Information given

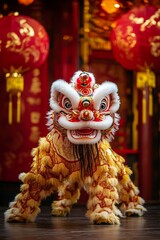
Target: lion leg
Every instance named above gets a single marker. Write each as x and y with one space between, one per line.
102 198
39 183
68 195
131 202
25 207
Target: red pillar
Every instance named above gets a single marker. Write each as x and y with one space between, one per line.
145 145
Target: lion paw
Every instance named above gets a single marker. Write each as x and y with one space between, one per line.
135 212
12 215
104 218
60 212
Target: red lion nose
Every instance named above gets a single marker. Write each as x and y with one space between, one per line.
86 115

Exercise
Copy out the rows above without changing a word, starting at the line containing "Target: red pillar" and ending at the last line of the rows.

Written response
Target: red pillar
Every instance named above gets a single marker. Write each as x and y with one space between, one per line.
145 145
Target: lion paw
Every instance named above gets a single marker. Write each as x and y with one space between, one per line.
135 212
12 215
104 218
60 212
Target: red lion nose
Every instance named above gets a single marker. Write each as x and y with one space between, one per line.
86 115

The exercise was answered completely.